# [EXERCISE DESCRIPTION]
What you return must match the records exactly, line for line.

++++++++

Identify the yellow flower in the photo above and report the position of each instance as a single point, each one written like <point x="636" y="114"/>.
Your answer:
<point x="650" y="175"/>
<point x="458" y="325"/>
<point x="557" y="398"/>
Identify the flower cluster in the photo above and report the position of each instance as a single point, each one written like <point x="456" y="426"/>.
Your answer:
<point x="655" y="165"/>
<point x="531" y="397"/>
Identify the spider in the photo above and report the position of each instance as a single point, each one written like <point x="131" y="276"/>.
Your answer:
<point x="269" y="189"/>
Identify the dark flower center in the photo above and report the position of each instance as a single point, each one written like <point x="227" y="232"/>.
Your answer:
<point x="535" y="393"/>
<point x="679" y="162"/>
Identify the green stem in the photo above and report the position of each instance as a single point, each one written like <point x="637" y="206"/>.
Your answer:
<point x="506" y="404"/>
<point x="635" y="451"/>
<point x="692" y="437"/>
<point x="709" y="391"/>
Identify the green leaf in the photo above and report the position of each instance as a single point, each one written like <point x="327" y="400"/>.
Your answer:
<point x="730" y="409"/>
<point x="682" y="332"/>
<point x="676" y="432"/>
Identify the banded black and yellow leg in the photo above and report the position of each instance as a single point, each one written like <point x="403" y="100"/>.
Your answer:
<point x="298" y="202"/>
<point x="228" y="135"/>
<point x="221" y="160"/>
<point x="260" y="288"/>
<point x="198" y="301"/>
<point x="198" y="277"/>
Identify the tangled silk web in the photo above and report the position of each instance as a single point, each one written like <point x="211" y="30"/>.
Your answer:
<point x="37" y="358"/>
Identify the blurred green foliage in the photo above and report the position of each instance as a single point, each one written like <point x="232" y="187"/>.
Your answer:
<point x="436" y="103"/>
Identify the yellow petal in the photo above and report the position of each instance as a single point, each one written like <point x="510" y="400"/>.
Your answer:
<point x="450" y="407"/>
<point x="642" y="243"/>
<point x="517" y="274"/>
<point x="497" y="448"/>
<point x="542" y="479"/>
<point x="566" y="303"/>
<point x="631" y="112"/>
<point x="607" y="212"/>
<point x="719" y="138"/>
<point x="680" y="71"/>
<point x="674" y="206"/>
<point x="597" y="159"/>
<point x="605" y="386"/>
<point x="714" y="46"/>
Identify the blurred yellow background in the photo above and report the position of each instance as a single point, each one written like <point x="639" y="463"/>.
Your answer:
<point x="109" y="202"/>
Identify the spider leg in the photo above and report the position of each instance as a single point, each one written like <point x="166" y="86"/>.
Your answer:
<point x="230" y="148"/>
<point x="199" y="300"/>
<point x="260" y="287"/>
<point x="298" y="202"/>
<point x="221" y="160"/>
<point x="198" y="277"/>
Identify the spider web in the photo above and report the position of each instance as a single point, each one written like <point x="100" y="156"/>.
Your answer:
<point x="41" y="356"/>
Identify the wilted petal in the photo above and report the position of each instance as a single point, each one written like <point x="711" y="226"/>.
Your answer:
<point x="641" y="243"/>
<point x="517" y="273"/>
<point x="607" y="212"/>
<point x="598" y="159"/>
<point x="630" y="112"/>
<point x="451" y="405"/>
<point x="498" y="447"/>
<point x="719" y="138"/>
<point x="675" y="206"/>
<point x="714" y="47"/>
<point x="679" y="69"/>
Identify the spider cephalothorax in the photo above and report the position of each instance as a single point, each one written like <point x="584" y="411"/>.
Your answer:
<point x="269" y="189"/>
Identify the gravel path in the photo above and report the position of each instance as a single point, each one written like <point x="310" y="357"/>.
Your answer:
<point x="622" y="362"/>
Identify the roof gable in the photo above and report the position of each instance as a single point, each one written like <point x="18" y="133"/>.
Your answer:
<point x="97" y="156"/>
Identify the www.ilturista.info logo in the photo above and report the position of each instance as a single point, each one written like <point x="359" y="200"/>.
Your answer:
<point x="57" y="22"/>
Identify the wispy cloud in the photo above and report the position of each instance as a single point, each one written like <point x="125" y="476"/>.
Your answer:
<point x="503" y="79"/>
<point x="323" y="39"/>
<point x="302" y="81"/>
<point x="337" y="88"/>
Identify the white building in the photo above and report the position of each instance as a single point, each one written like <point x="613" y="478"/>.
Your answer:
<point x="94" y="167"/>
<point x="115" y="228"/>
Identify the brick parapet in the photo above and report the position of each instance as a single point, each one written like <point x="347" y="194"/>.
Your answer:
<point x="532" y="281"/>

++++++++

# [EXERCISE ANSWER]
Identify the yellow flower in the photo above and report the position of each instance as a single point, each one written like <point x="636" y="114"/>.
Your answer:
<point x="650" y="175"/>
<point x="458" y="325"/>
<point x="557" y="398"/>
Identify the flower cluster in the photo above and report the position of each instance as a single point, each one written like <point x="456" y="426"/>.
Your answer:
<point x="655" y="165"/>
<point x="531" y="397"/>
Identify the spider in the photo above and report the position of each instance as a single point, each one written like <point x="131" y="276"/>.
Your answer:
<point x="269" y="189"/>
Identify the dark flower center in the photo above and report the position of each instance as a single point, each one written like <point x="227" y="232"/>.
Your answer:
<point x="535" y="393"/>
<point x="679" y="162"/>
Identify the green stem in the photo above and report the position of each instance as a single point, each one written like <point x="637" y="206"/>.
Your answer:
<point x="506" y="404"/>
<point x="635" y="451"/>
<point x="692" y="437"/>
<point x="709" y="391"/>
Identify the green leaf in the photo above and report the position of each instance as a single point, each one written like <point x="327" y="400"/>.
Your answer:
<point x="730" y="409"/>
<point x="682" y="332"/>
<point x="676" y="432"/>
Identify the banded black and yellow leg in the photo above and report the position of each instance as a single point, each one written like <point x="403" y="100"/>.
Your answer:
<point x="298" y="202"/>
<point x="228" y="135"/>
<point x="221" y="160"/>
<point x="260" y="288"/>
<point x="198" y="301"/>
<point x="198" y="277"/>
Identify the tangled silk web in the photo above and report the position of each instance as a single point, each one written like <point x="211" y="30"/>.
Your answer:
<point x="37" y="358"/>
Identify the blurred green foliage in the photo above and report the position of each instance as a single point, each one written like <point x="232" y="187"/>.
Your answer:
<point x="436" y="103"/>
Identify the yellow petal in the photo above and report the position of each instance as a single point, each one written like <point x="510" y="400"/>.
Your answer:
<point x="450" y="407"/>
<point x="642" y="243"/>
<point x="517" y="274"/>
<point x="497" y="448"/>
<point x="542" y="479"/>
<point x="566" y="303"/>
<point x="631" y="112"/>
<point x="607" y="212"/>
<point x="719" y="138"/>
<point x="680" y="71"/>
<point x="674" y="206"/>
<point x="597" y="159"/>
<point x="605" y="386"/>
<point x="714" y="46"/>
Identify the blurred yellow background in the photo above and report the position of each instance as a single point, each one written like <point x="639" y="463"/>.
Your answer:
<point x="109" y="202"/>
Identify the spider leg in the photo above and report the position of each instance as a single point, each one written like <point x="166" y="86"/>.
Your answer:
<point x="230" y="148"/>
<point x="199" y="300"/>
<point x="260" y="287"/>
<point x="298" y="202"/>
<point x="221" y="160"/>
<point x="198" y="277"/>
Identify the spider web in the photo above and report the position of each instance as a single point, each one written like <point x="100" y="156"/>.
Your answer:
<point x="41" y="356"/>
Identify the wilted petal in the photo above and report the position of each instance as a single point, each one written like <point x="711" y="226"/>.
Your answer:
<point x="641" y="243"/>
<point x="517" y="273"/>
<point x="607" y="212"/>
<point x="598" y="159"/>
<point x="630" y="112"/>
<point x="451" y="405"/>
<point x="498" y="447"/>
<point x="719" y="138"/>
<point x="675" y="206"/>
<point x="714" y="47"/>
<point x="679" y="69"/>
Identify the spider cephalothorax in the photo above and report the position of each instance as a single point, each one written like <point x="584" y="411"/>.
Your answer:
<point x="269" y="189"/>
Identify the gravel path in the photo above and report the position of each instance as a single point, each one written like <point x="310" y="357"/>.
Your answer:
<point x="622" y="362"/>
Identify the roof gable in the photo above and report the position of each instance as a single point, each one written like <point x="18" y="133"/>.
Your answer:
<point x="97" y="156"/>
Identify the www.ilturista.info logo in the photo above and report the position of each instance as a single point, each one written like <point x="359" y="200"/>.
Your answer:
<point x="57" y="22"/>
Identify the wispy cloud in the photo above and report the position of each instance as a single point, each one written like <point x="125" y="476"/>.
Your answer:
<point x="503" y="79"/>
<point x="323" y="39"/>
<point x="302" y="81"/>
<point x="337" y="88"/>
Identify the white building in the photo above and report the position of each instance as a single point, each one written like <point x="613" y="478"/>.
Your answer:
<point x="94" y="167"/>
<point x="115" y="228"/>
Identify the brick parapet in the photo above and report the position of each instance as a single point, each one written like <point x="347" y="194"/>.
Your answer:
<point x="532" y="281"/>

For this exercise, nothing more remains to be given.